(EXTRACT):
□ □ □ □ □ □ □

At a high level you need to perform the following tasks:
1. Create `k=5` bags of the training set of sizes $k = \{2, 4, 8, 16, 32\}$. (**5 points**)
2. Use the same extension to the train() function as in P2.a to train individual models in each bag: (**2.5 points**)
3. Use the same extension to the test() function as in P2.a to estimate the accuracy for each bag: (**2.5 points**)
4. Plot a graph with bag_size on the x-axis and bag performance on the y-axis. (**5 points**)

In [None]:
train_dataset = datasets.MNIST('./data/MNIST',
                               train=True,
                               download=True,
                               transform=transforms.Compose([
                                   transforms.ToTensor(),
                                   transforms.Normalize((0.1307, ), (0.3081, ))
                               ]))
bootstrap_sampler = torch.utils.data.RandomSampler(train_dataset,
                                                   replacement=True)

□ □ □ □ □ □ □

(DATA SEGMENT):
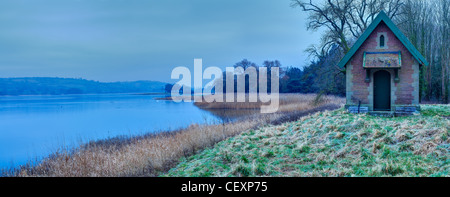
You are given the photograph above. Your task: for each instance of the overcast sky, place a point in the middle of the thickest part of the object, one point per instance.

□ □ □ □ □ □ □

(SHORT TASK 1): List every bag size given in the bagging excerpt above.
(SHORT TASK 2): In the bagging excerpt, swap "training set" for "validation set" and write out the passage that begins at the words "At a high level" and stops after "in each bag: (**2.5 points**)".

(WRITTEN SOLUTION 1): 2, 4, 8, 16, 32

(WRITTEN SOLUTION 2):
At a high level you need to perform the following tasks:
1. Create `k=5` bags of the validation set of sizes $k = \{2, 4, 8, 16, 32\}$. (**5 points**)
2. Use the same extension to the train() function as in P2.a to train individual models in each bag: (**2.5 points**)